* [Required actions]
(A) Summarize the excerpt in two sentences.
(B) List every term that the excerpt sets in single quotation marks.
(C) Reproduce the excerpt word for word from "One of the subjects" to "Fragment Shader invocation.".

* [Excerpted text]
>> start

One of the subjects which I posted about some time ago was, how easy it is for a Computer Algebra System – a CAS – to output a single variable, in order to colour an Iso-Surface, and how hard it is in contrast, to output a normal vector, from whatever Geometry Shader computes the Iso-Surface, such that this normal vector can be used to shade the surface, in a later Fragment Shader invocation.

What needs to be done in ‘3D Game Design’ and (other) ‘CGI’, is essentially that.

But, given that a CAS can be used both, to plot a 3D surface, as well as, to define what the colour-range of this surface is supposed to be, a bit of a trick can be used, to bypass the need actually to compute a normal vector, but to achieve an equivalent result. And this posting will begin with an example which is slightly simpler, than what my earlier posting had assumed. Iso-Surfaces tend to smack of ‘implicit’ functions, while this example is going to start with an ‘explicit’ plot, in which (X) and (Y) are parameters of the function, but where it was already easy to achieve, that a single (Z) value results, such that (X, Y, Z) are in fact the coordinates plotted.

>> end

* [Entries supplied]

>> start

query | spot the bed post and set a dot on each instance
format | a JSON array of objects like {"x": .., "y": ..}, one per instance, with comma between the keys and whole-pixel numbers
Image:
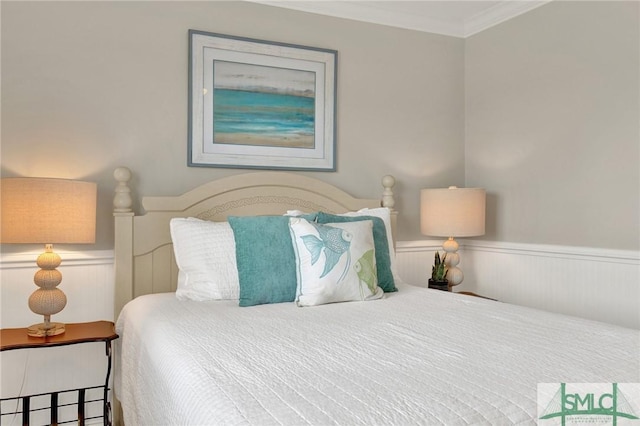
[
  {"x": 388, "y": 182},
  {"x": 123, "y": 244}
]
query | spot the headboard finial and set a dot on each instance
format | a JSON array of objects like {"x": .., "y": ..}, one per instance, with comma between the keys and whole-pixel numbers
[
  {"x": 122, "y": 201},
  {"x": 388, "y": 182}
]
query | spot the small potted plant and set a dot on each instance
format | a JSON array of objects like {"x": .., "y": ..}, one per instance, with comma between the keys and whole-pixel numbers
[{"x": 438, "y": 278}]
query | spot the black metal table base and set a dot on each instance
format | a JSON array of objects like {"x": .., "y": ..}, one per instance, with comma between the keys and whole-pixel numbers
[{"x": 54, "y": 403}]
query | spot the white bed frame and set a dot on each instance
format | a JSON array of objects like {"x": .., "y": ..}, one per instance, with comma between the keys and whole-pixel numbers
[{"x": 144, "y": 261}]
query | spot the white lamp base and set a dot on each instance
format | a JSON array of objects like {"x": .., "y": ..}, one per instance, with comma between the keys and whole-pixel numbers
[
  {"x": 45, "y": 329},
  {"x": 454, "y": 274}
]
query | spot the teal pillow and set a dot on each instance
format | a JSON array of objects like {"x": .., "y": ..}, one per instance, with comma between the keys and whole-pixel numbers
[
  {"x": 265, "y": 258},
  {"x": 380, "y": 242}
]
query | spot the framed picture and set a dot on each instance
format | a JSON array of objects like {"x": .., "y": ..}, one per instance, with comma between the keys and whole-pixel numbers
[{"x": 259, "y": 104}]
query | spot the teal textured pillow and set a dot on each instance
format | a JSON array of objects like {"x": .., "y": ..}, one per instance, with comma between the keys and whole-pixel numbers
[
  {"x": 265, "y": 258},
  {"x": 381, "y": 243}
]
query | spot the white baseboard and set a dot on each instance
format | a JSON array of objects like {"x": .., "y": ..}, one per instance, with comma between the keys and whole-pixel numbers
[{"x": 593, "y": 283}]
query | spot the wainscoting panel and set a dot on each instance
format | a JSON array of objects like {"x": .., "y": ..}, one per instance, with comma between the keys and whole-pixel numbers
[{"x": 598, "y": 284}]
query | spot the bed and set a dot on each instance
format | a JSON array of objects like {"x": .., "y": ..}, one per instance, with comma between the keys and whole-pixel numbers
[{"x": 387, "y": 356}]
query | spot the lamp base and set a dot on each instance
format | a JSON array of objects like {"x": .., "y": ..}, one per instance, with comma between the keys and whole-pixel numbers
[{"x": 44, "y": 329}]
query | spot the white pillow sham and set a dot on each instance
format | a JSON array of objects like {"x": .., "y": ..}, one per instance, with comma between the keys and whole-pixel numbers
[
  {"x": 334, "y": 262},
  {"x": 206, "y": 256}
]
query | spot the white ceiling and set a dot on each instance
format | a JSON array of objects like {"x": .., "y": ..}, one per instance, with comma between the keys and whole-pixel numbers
[{"x": 455, "y": 18}]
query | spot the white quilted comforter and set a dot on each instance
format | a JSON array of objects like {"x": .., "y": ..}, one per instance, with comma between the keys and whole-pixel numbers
[{"x": 416, "y": 357}]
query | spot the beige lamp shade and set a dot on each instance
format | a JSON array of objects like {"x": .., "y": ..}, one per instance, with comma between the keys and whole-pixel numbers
[
  {"x": 42, "y": 210},
  {"x": 452, "y": 212}
]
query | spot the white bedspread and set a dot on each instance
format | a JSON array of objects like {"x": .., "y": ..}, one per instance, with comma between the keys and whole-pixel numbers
[{"x": 416, "y": 357}]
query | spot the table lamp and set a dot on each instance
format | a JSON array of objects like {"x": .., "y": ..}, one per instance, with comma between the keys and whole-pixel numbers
[
  {"x": 452, "y": 212},
  {"x": 47, "y": 211}
]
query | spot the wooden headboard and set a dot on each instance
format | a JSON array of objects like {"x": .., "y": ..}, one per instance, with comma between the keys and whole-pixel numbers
[{"x": 144, "y": 261}]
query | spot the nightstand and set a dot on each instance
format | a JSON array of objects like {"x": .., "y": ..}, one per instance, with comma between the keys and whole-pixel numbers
[{"x": 98, "y": 331}]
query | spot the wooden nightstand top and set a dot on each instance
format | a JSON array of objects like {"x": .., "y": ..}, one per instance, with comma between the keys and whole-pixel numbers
[{"x": 97, "y": 331}]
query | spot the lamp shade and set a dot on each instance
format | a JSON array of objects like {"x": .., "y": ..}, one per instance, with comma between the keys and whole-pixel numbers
[
  {"x": 452, "y": 212},
  {"x": 48, "y": 211}
]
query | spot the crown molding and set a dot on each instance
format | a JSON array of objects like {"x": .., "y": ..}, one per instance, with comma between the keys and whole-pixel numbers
[
  {"x": 369, "y": 11},
  {"x": 499, "y": 13}
]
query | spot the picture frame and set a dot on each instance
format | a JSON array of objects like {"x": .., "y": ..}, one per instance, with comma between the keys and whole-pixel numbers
[{"x": 260, "y": 104}]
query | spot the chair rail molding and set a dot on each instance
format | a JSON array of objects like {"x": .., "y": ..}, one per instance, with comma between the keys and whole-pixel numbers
[{"x": 595, "y": 283}]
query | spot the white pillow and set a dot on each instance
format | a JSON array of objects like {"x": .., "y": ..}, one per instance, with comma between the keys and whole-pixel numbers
[
  {"x": 206, "y": 256},
  {"x": 334, "y": 262},
  {"x": 385, "y": 214}
]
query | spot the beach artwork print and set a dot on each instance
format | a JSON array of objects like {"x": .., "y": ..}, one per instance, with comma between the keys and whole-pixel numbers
[{"x": 263, "y": 105}]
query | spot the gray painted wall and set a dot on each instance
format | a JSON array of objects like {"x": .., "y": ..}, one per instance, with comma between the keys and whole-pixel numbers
[
  {"x": 550, "y": 98},
  {"x": 89, "y": 86},
  {"x": 552, "y": 125}
]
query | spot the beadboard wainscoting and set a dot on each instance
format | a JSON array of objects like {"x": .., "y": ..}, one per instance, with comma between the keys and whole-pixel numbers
[
  {"x": 88, "y": 282},
  {"x": 598, "y": 284}
]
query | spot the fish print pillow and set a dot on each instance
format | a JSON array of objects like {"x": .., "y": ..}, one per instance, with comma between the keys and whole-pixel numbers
[{"x": 335, "y": 262}]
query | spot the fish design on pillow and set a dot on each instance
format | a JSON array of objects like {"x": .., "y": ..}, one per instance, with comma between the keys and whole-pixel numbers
[
  {"x": 366, "y": 270},
  {"x": 334, "y": 242}
]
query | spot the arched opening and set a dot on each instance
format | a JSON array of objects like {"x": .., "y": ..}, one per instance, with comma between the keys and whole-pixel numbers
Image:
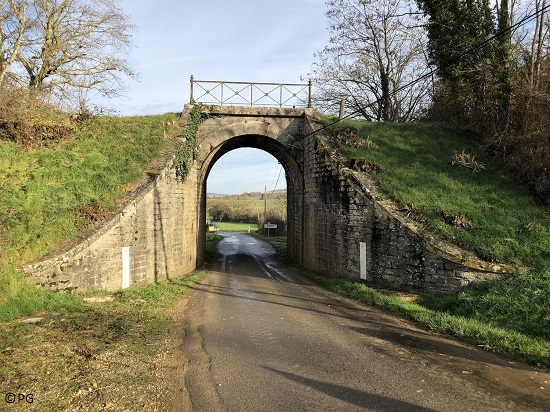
[
  {"x": 290, "y": 173},
  {"x": 243, "y": 187}
]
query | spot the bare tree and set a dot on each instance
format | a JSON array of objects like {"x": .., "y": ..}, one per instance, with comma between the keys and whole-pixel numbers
[
  {"x": 376, "y": 48},
  {"x": 76, "y": 45},
  {"x": 13, "y": 25}
]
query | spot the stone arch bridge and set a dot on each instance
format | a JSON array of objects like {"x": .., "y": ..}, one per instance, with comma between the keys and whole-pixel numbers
[{"x": 334, "y": 223}]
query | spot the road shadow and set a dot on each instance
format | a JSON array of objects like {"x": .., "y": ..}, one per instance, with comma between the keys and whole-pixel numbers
[
  {"x": 375, "y": 324},
  {"x": 365, "y": 400}
]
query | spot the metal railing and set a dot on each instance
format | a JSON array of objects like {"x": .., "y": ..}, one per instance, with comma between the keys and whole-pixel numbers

>> end

* [Outputs in order]
(A) A computer algebra system can easily output a single variable to color an iso-surface, but it is hard to output a normal vector from the geometry shader that computes the surface so that a later fragment shader can use it for shading. Because a CAS can both plot a 3D surface and define its color range, a trick can bypass computing a normal vector while achieving an equivalent result, and the posting begins with a simpler explicit plot in which X and Y are parameters and a single Z value results.

(B)
3D Game Design
CGI
implicit
explicit

(C)
One of the subjects which I posted about some time ago was, how easy it is for a Computer Algebra System – a CAS – to output a single variable, in order to colour an Iso-Surface, and how hard it is in contrast, to output a normal vector, from whatever Geometry Shader computes the Iso-Surface, such that this normal vector can be used to shade the surface, in a later Fragment Shader invocation.